(Beginning of Provided information)

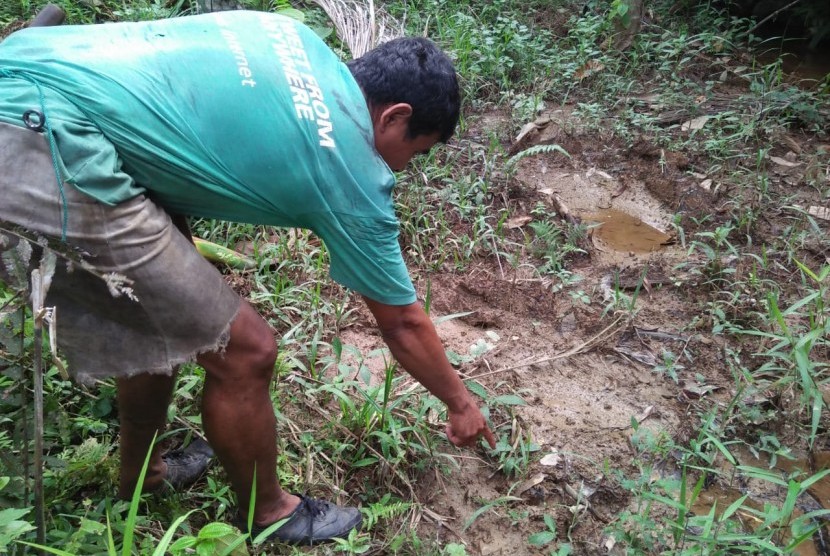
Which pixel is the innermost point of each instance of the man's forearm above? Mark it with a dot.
(413, 341)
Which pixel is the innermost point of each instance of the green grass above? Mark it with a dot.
(762, 294)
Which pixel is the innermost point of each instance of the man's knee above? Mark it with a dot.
(251, 350)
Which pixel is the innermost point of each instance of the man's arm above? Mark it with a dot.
(412, 338)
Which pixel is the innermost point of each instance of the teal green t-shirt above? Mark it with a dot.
(242, 116)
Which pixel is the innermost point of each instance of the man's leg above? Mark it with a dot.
(142, 408)
(238, 417)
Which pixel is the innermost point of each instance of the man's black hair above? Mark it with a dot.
(415, 71)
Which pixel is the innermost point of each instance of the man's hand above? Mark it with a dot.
(465, 427)
(413, 341)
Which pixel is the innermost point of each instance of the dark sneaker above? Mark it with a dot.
(185, 466)
(314, 521)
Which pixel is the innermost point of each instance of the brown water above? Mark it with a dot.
(721, 497)
(620, 231)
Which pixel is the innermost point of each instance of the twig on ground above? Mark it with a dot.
(581, 348)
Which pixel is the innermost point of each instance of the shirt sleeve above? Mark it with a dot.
(366, 257)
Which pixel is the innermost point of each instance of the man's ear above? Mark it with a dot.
(392, 115)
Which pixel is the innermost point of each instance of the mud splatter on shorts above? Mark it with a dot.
(183, 308)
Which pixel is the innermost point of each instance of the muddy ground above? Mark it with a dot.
(585, 371)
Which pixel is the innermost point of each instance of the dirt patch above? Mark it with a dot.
(585, 369)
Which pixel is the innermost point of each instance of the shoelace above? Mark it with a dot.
(314, 508)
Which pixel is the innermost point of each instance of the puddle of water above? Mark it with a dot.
(721, 497)
(622, 232)
(797, 59)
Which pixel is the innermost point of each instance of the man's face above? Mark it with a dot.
(398, 151)
(391, 123)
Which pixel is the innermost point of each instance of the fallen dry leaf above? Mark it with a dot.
(695, 124)
(819, 212)
(517, 222)
(551, 460)
(530, 483)
(590, 68)
(784, 162)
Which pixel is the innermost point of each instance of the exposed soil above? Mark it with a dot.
(585, 375)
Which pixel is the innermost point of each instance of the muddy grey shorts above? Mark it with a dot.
(183, 306)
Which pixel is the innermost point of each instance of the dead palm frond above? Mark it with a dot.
(360, 24)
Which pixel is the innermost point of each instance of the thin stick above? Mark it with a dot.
(37, 313)
(573, 351)
(24, 395)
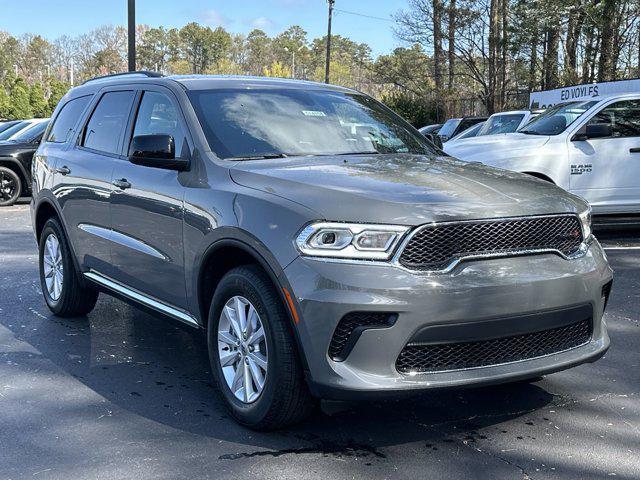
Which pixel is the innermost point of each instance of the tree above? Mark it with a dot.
(37, 102)
(19, 107)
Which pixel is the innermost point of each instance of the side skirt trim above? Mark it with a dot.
(145, 300)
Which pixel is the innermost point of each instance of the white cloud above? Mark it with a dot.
(262, 23)
(215, 18)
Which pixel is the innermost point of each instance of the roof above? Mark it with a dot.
(205, 82)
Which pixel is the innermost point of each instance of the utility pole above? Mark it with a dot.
(131, 34)
(328, 61)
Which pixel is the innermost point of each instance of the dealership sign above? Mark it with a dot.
(588, 91)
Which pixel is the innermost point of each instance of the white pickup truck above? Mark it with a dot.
(589, 147)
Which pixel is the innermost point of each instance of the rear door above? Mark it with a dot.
(83, 177)
(147, 209)
(606, 171)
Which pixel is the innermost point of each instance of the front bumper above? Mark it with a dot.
(474, 291)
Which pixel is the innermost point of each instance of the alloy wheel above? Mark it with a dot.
(53, 267)
(242, 349)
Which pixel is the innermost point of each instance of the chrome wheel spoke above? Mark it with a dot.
(242, 349)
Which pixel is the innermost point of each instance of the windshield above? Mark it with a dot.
(449, 127)
(13, 130)
(501, 124)
(31, 133)
(257, 123)
(469, 132)
(555, 120)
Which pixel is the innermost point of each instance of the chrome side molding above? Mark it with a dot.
(143, 299)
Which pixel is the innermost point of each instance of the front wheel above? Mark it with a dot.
(61, 287)
(10, 187)
(253, 354)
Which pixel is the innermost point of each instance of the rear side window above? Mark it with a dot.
(624, 118)
(106, 125)
(67, 119)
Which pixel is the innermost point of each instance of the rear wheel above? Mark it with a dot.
(10, 187)
(61, 287)
(253, 354)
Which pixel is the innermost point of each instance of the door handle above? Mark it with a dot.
(122, 184)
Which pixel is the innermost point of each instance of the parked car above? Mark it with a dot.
(8, 124)
(470, 132)
(432, 129)
(14, 129)
(15, 162)
(590, 148)
(321, 263)
(454, 126)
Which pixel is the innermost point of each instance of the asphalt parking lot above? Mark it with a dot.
(122, 394)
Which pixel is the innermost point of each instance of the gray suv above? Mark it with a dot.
(325, 247)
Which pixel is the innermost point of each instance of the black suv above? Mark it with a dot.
(15, 163)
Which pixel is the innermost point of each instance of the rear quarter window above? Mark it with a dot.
(67, 119)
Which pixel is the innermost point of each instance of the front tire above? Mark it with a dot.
(61, 287)
(253, 354)
(10, 187)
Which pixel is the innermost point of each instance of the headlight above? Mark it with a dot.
(350, 240)
(585, 219)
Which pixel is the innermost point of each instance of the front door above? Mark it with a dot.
(147, 208)
(83, 176)
(606, 171)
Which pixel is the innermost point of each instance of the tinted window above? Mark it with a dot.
(107, 123)
(624, 118)
(555, 120)
(501, 124)
(449, 127)
(66, 119)
(243, 123)
(31, 134)
(13, 130)
(158, 115)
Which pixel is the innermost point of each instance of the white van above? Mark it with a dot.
(589, 147)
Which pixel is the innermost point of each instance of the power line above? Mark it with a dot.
(363, 15)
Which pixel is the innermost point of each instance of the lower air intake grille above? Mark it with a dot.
(458, 356)
(351, 326)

(End of Provided information)

▸ **About this task**
Retype all the entries word for word; the pictures stay out.

▸ **Answer to this task**
Which pixel is the innermost point of each instance of the man's forearm above? Mark it with a dot.
(413, 341)
Which pixel is the innermost point of each instance of the green grass above? Mark it with a dot.
(762, 294)
Which pixel is the innermost point of each instance of the man's knee above? Mark it with a dot.
(251, 350)
Which pixel is the innermost point of each instance of the man's arm above? Mark it with a dot.
(412, 338)
Which pixel is the innermost point of each instance of the teal green t-shirt above? Mark it with a dot.
(242, 116)
Which pixel is the innermost point of each instance of the man's leg above? Mark it with a dot.
(142, 408)
(238, 417)
Which pixel is the innermost point of each instance of the man's black hair above? Mark it with a dot.
(415, 71)
Which pixel is the innermost point of each instance of the man's hand above? Mark it with a dot.
(465, 427)
(413, 341)
Which pixel is the innermost point of each instance of the dark sneaker above? Mark it with a dot.
(185, 466)
(314, 521)
Which pixel is the innermost point of each instance of the brown water above? Mark it with a dot.
(721, 497)
(620, 231)
Which pixel is the innermost point of each instance of the twig on ground above? Mark it with a dot.
(581, 348)
Which pixel is the innermost point of each instance of the shirt sleeve above? Mark it with a dot.
(366, 257)
Which pixel is the innermost point of each instance of the man's ear above? Mark it with a dot.
(392, 115)
Which pixel is the innermost point of each instance of the mud splatter on shorts above? Mark it with a dot.
(183, 308)
Which pixel is the innermost point of each instance of the muddy ground above? Mark it with a dot.
(585, 371)
Which pixel is the innermost point of each instance of the dirt patch above? Mark it with a dot.
(585, 369)
Which pixel is the innermost point of each instance of the shoelace above? Mark it with a dot.
(314, 508)
Which pixel is the innermost point of each instance of the puddle of water above? Mark it with a dot.
(721, 497)
(622, 232)
(797, 59)
Which pixel is the innermost point of each instance of the man's face above? Mark it with a dot.
(398, 151)
(391, 123)
Which pixel is the innermost point of each instance of the fallen dry leaf above? Mark it with a dot.
(695, 124)
(819, 212)
(517, 222)
(551, 460)
(530, 483)
(590, 68)
(784, 162)
Which pixel is the innermost point of each instance of the exposed soil above? Mark it with a dot.
(585, 375)
Which pixel is the innermost point of each instance of the muddy grey shorts above? Mark it with a dot.
(183, 306)
Which pixel is the innermost point of each instance of the dead palm frond above? Mark it with a dot.
(360, 24)
Which pixel is the innermost point of each instance of the thin stick above? Mark it with a dot.
(37, 313)
(573, 351)
(24, 395)
Which pixel is the innermost point of each instance of the tree above? Mark it with a dot.
(37, 102)
(19, 107)
Which pixel is the innermost point of each instance of the side skirt trim above? Mark it with a dot.
(145, 300)
Which pixel is the innermost point of each instance of the white cloud above? Mark it with a dot.
(262, 23)
(215, 18)
Which pixel is the innermost point of each instance of the roof above? Mark it with a dot.
(205, 82)
Which pixel is the innermost point of each instance of the utility pole above? Mark it with a dot.
(131, 34)
(328, 61)
Which pixel is the innermost point of each instance of the dealership sign above? Mark it with a dot.
(588, 91)
Which pixel is the innermost point of each instance of the white pickup truck above? Mark it with a dot.
(589, 147)
Which pixel is the innermost point of each instance of the rear door above? Mark it with a dot.
(83, 177)
(147, 209)
(606, 171)
Which pixel is the innermost point of each instance of the front bumper above? Mark it with a dot.
(474, 291)
Which pixel is the innermost point of each instance of the alloy wheel above? Mark it with a dot.
(53, 267)
(242, 349)
Which pixel is the innermost point of each instance of the chrome wheel spoke above? Mark it with a dot.
(242, 349)
Which pixel is the innermost point of each instance of the windshield above? Mark it with a dot.
(449, 127)
(13, 130)
(501, 124)
(31, 133)
(257, 123)
(469, 132)
(555, 120)
Which pixel is the innermost point of each instance of the chrome side molding above? Mark it with a dot.
(143, 299)
Which pixel is the innermost point of each instance of the front wheel above? Mark it with a dot.
(61, 287)
(10, 187)
(253, 354)
Which pixel is the innermost point of each instance of the rear side window above? Mark it with a dot.
(624, 118)
(106, 125)
(67, 119)
Which pixel is the innermost point of each instance of the rear wheel above? Mark it with a dot.
(10, 187)
(61, 287)
(253, 354)
Which pixel is the innermost point of each instance of the door handle above? Mark it with a dot.
(122, 184)
Which pixel is the innermost point of each instance of the parked car above? Mark it with a dot.
(8, 124)
(470, 132)
(432, 129)
(14, 129)
(15, 162)
(590, 148)
(321, 263)
(454, 126)
Which pixel is the innermost point of each instance of the asphalt parking lot above? Mark it with a dot.
(122, 394)
Which pixel is the innermost point of each instance of the gray suv above? Mark it with a dot.
(325, 247)
Which pixel is the innermost point of each instance of the black suv above? Mark it with a dot.
(15, 163)
Which pixel is the innermost point of each instance of the rear quarter window above? Mark it with a dot.
(67, 119)
Which pixel is the innermost point of each instance of the front tire above? Mark it with a dot.
(61, 287)
(253, 354)
(10, 187)
Which pixel is the innermost point of each instance of the headlight above? Mark it with a dot.
(350, 240)
(585, 219)
Which pixel is the innermost point of each instance of the front door above? Mark it with a dot.
(147, 208)
(83, 176)
(606, 171)
Which pixel is the innermost point of each instance of the tinted window above? Mark it with a dot.
(107, 123)
(624, 118)
(555, 120)
(501, 124)
(449, 127)
(66, 119)
(243, 123)
(31, 134)
(13, 130)
(158, 115)
Which pixel is the innermost point of each instance of the white van above? Mark it with a dot.
(589, 147)
Which pixel is the innermost point of each instance of the power line above? Mark it with a dot.
(363, 15)
Which pixel is the innermost point of each instance of the lower air intake grille above? Mark it with a dot.
(458, 356)
(351, 326)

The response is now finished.